Dataset excerpts
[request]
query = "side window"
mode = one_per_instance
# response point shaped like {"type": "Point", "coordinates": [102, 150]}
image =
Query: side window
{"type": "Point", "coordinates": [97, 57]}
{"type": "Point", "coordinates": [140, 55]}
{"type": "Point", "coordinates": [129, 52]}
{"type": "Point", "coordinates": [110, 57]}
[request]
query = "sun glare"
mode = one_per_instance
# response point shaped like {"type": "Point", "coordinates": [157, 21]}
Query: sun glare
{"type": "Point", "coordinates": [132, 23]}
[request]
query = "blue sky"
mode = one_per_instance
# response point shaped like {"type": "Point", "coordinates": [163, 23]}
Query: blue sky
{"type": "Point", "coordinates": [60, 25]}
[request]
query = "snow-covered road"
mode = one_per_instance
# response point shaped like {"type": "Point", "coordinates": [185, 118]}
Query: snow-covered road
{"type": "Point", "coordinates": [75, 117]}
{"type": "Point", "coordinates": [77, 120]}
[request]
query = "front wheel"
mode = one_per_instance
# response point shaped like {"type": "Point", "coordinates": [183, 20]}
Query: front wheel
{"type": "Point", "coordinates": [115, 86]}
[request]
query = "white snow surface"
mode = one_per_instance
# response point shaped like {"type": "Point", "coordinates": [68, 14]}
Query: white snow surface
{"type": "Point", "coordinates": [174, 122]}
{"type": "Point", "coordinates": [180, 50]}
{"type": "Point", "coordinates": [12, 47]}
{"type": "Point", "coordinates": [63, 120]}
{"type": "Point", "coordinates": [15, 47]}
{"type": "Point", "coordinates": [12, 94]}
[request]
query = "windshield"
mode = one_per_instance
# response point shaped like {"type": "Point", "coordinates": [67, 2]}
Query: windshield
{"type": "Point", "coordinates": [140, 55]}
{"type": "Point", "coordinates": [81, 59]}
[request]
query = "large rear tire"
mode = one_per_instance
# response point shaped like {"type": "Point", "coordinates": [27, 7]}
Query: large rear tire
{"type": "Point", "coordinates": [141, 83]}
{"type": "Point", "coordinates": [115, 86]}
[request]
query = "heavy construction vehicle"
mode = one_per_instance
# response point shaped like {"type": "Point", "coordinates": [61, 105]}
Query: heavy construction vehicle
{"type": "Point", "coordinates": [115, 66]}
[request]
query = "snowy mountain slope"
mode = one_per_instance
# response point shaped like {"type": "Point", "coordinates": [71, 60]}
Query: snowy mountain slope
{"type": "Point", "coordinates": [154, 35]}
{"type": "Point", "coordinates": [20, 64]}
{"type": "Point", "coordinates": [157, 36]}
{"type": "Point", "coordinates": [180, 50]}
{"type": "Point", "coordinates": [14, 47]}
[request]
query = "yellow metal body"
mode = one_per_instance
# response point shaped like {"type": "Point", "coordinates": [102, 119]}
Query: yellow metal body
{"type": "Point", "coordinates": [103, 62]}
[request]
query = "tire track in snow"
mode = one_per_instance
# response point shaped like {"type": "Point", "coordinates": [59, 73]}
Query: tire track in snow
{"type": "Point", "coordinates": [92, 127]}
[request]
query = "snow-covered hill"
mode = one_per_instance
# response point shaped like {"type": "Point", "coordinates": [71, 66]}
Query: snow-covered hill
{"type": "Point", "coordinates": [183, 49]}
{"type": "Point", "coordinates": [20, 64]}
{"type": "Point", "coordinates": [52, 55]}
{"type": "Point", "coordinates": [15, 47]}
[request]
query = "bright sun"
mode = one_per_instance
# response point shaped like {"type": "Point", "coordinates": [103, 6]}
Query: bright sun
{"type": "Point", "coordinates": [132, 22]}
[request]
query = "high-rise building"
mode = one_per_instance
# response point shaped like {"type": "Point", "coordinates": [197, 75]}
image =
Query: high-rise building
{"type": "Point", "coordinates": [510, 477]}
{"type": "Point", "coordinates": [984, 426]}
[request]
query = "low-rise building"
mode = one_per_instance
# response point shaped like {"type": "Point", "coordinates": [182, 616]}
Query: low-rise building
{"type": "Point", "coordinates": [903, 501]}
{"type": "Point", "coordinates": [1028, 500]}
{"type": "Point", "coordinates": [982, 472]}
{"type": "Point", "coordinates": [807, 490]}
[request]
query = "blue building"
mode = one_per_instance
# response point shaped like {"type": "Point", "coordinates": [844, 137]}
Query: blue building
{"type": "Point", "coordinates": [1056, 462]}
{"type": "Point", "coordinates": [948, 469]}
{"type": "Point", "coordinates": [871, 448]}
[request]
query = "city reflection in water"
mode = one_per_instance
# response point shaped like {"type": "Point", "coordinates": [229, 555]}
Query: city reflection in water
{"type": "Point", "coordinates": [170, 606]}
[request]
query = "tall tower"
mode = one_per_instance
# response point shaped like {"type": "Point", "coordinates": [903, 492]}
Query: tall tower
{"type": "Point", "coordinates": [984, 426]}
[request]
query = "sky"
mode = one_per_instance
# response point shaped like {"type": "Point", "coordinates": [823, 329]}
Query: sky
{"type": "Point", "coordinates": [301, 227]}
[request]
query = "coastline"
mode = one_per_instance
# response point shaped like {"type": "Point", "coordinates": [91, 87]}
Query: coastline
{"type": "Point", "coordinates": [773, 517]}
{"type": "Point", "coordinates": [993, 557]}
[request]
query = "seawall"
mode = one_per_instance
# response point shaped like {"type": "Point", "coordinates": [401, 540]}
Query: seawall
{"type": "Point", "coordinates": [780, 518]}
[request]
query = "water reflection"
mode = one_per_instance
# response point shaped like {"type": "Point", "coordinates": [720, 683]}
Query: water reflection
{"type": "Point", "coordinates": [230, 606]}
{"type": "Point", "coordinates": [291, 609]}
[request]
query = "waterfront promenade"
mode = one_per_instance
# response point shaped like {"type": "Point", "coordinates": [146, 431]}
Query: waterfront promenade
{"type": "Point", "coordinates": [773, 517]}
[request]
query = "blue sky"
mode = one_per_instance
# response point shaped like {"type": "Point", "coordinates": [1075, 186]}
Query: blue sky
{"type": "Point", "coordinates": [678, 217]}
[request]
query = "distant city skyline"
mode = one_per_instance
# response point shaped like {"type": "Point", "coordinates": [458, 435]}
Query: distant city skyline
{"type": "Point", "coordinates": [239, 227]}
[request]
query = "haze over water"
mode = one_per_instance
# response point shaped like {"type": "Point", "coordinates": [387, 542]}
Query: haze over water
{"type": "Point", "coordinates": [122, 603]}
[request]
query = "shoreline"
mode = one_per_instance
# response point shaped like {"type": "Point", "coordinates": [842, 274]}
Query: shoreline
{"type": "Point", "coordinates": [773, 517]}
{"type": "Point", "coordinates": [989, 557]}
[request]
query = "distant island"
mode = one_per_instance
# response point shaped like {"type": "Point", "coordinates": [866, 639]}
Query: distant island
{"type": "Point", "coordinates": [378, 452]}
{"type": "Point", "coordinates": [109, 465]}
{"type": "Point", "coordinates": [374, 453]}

- **Task description**: Line by line, retype all of the entries.

- **Task solution**:
[request]
query = "side window"
mode = one_per_instance
# response point shaped like {"type": "Point", "coordinates": [102, 150]}
image =
Query: side window
{"type": "Point", "coordinates": [97, 57]}
{"type": "Point", "coordinates": [140, 55]}
{"type": "Point", "coordinates": [129, 52]}
{"type": "Point", "coordinates": [110, 57]}
[request]
query = "sun glare"
mode = one_per_instance
# response point shaped like {"type": "Point", "coordinates": [157, 21]}
Query: sun glare
{"type": "Point", "coordinates": [132, 23]}
[request]
query = "blue sky"
mode = one_per_instance
# response point shaped like {"type": "Point", "coordinates": [163, 23]}
Query: blue sky
{"type": "Point", "coordinates": [60, 25]}
[request]
query = "snow-covered road"
mode = one_per_instance
# response point shaped like {"type": "Point", "coordinates": [185, 118]}
Query: snow-covered road
{"type": "Point", "coordinates": [75, 117]}
{"type": "Point", "coordinates": [77, 120]}
[request]
query = "front wheel"
mode = one_per_instance
# response point shaped like {"type": "Point", "coordinates": [183, 20]}
Query: front wheel
{"type": "Point", "coordinates": [115, 86]}
[request]
query = "white snow surface"
mode = one_per_instance
# response point shaped like {"type": "Point", "coordinates": [68, 14]}
Query: white snow surface
{"type": "Point", "coordinates": [174, 122]}
{"type": "Point", "coordinates": [180, 50]}
{"type": "Point", "coordinates": [12, 47]}
{"type": "Point", "coordinates": [63, 120]}
{"type": "Point", "coordinates": [15, 47]}
{"type": "Point", "coordinates": [12, 94]}
[request]
query = "windshield"
mode = one_per_instance
# response point shaped like {"type": "Point", "coordinates": [67, 2]}
Query: windshield
{"type": "Point", "coordinates": [140, 55]}
{"type": "Point", "coordinates": [81, 59]}
[request]
query = "large rear tire"
mode = one_per_instance
# response point shaped like {"type": "Point", "coordinates": [27, 7]}
Query: large rear tire
{"type": "Point", "coordinates": [141, 83]}
{"type": "Point", "coordinates": [115, 86]}
[request]
query = "heavy construction vehicle"
mode = one_per_instance
# response point shaped like {"type": "Point", "coordinates": [61, 105]}
Query: heavy construction vehicle
{"type": "Point", "coordinates": [115, 66]}
[request]
query = "snowy mountain slope"
mode = one_per_instance
# response point shaped like {"type": "Point", "coordinates": [71, 60]}
Query: snowy mountain slope
{"type": "Point", "coordinates": [154, 35]}
{"type": "Point", "coordinates": [20, 64]}
{"type": "Point", "coordinates": [157, 36]}
{"type": "Point", "coordinates": [180, 50]}
{"type": "Point", "coordinates": [14, 47]}
[request]
query = "yellow metal body"
mode = one_per_instance
# response point shaped like {"type": "Point", "coordinates": [102, 119]}
Query: yellow metal body
{"type": "Point", "coordinates": [103, 62]}
[request]
query = "tire track in snow"
mode = one_per_instance
# response point shaped like {"type": "Point", "coordinates": [59, 73]}
Query: tire track in snow
{"type": "Point", "coordinates": [92, 127]}
[request]
query = "snow-covered hill"
mode = one_per_instance
# response point shaped like {"type": "Point", "coordinates": [71, 66]}
Query: snow-covered hill
{"type": "Point", "coordinates": [183, 49]}
{"type": "Point", "coordinates": [20, 64]}
{"type": "Point", "coordinates": [52, 55]}
{"type": "Point", "coordinates": [15, 47]}
[request]
query = "bright sun"
mode = one_per_instance
# response point shaped like {"type": "Point", "coordinates": [103, 6]}
Query: bright sun
{"type": "Point", "coordinates": [132, 22]}
[request]
query = "high-rise building"
mode = one_per_instance
# response point shaped like {"type": "Point", "coordinates": [197, 75]}
image =
Query: high-rise building
{"type": "Point", "coordinates": [510, 477]}
{"type": "Point", "coordinates": [984, 426]}
[request]
query = "low-rise building"
mode = one_per_instance
# response point shaped like {"type": "Point", "coordinates": [182, 616]}
Query: low-rise building
{"type": "Point", "coordinates": [903, 501]}
{"type": "Point", "coordinates": [1028, 500]}
{"type": "Point", "coordinates": [982, 472]}
{"type": "Point", "coordinates": [807, 490]}
[request]
query = "blue building"
mode = one_per_instance
# response point shaped like {"type": "Point", "coordinates": [844, 137]}
Query: blue building
{"type": "Point", "coordinates": [1056, 462]}
{"type": "Point", "coordinates": [948, 469]}
{"type": "Point", "coordinates": [871, 448]}
[request]
query = "city reflection in water"
mode = one_per_instance
# response point shaped like {"type": "Point", "coordinates": [229, 555]}
Query: city reflection in water
{"type": "Point", "coordinates": [170, 606]}
[request]
query = "tall tower"
mode = one_per_instance
# response point shaped like {"type": "Point", "coordinates": [903, 492]}
Query: tall tower
{"type": "Point", "coordinates": [984, 426]}
[request]
query = "sky"
mode = one_per_instance
# response point shaped like {"type": "Point", "coordinates": [823, 329]}
Query: sky
{"type": "Point", "coordinates": [301, 227]}
[request]
query = "coastline"
mode = one_per_instance
# response point shaped like {"type": "Point", "coordinates": [91, 87]}
Query: coastline
{"type": "Point", "coordinates": [773, 517]}
{"type": "Point", "coordinates": [993, 557]}
[request]
query = "seawall"
mode = one_per_instance
# response point shaped like {"type": "Point", "coordinates": [401, 540]}
Query: seawall
{"type": "Point", "coordinates": [780, 518]}
[request]
query = "water reflection"
mode = one_per_instance
# response point shaped like {"type": "Point", "coordinates": [720, 683]}
Query: water reflection
{"type": "Point", "coordinates": [230, 606]}
{"type": "Point", "coordinates": [291, 609]}
[request]
query = "waterfront promenade"
mode = one_per_instance
# response point shaped like {"type": "Point", "coordinates": [146, 431]}
Query: waterfront promenade
{"type": "Point", "coordinates": [773, 517]}
[request]
query = "blue sky"
mode = one_per_instance
# response point shaped like {"type": "Point", "coordinates": [1075, 186]}
Query: blue sky
{"type": "Point", "coordinates": [678, 217]}
[request]
query = "distant city skyline"
mode = one_per_instance
# response point shaped like {"type": "Point", "coordinates": [458, 435]}
Query: distant city skyline
{"type": "Point", "coordinates": [239, 227]}
[request]
query = "haze over water"
mode = one_per_instance
# response point shaped like {"type": "Point", "coordinates": [387, 542]}
Query: haze over water
{"type": "Point", "coordinates": [122, 603]}
[request]
query = "shoreline"
mode = one_per_instance
# response point shaped like {"type": "Point", "coordinates": [842, 274]}
Query: shoreline
{"type": "Point", "coordinates": [773, 517]}
{"type": "Point", "coordinates": [989, 557]}
[request]
query = "distant island"
mode = one_per_instance
# response point shaped like {"type": "Point", "coordinates": [866, 639]}
Query: distant island
{"type": "Point", "coordinates": [378, 452]}
{"type": "Point", "coordinates": [109, 465]}
{"type": "Point", "coordinates": [374, 453]}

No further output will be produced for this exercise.